Job
Rename "race bib number" to "runner's bib number" in the records below, keeping every other line the same, and omit the pictures from your reply.
----- Materials provided -----
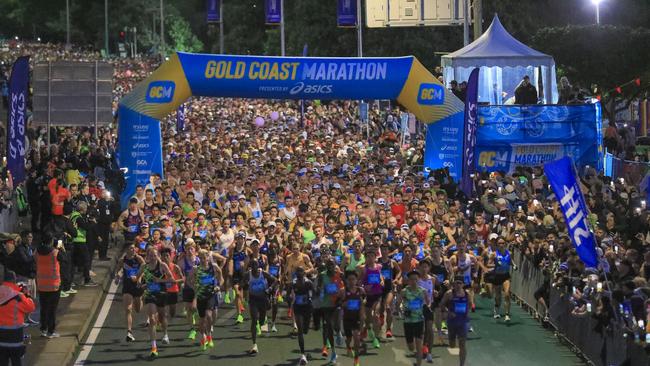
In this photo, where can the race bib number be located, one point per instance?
(415, 304)
(374, 279)
(331, 289)
(387, 273)
(354, 304)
-----
Written reply
In this photo, where can the runner's bib number be located, one point per instance?
(415, 304)
(374, 279)
(331, 289)
(387, 273)
(354, 304)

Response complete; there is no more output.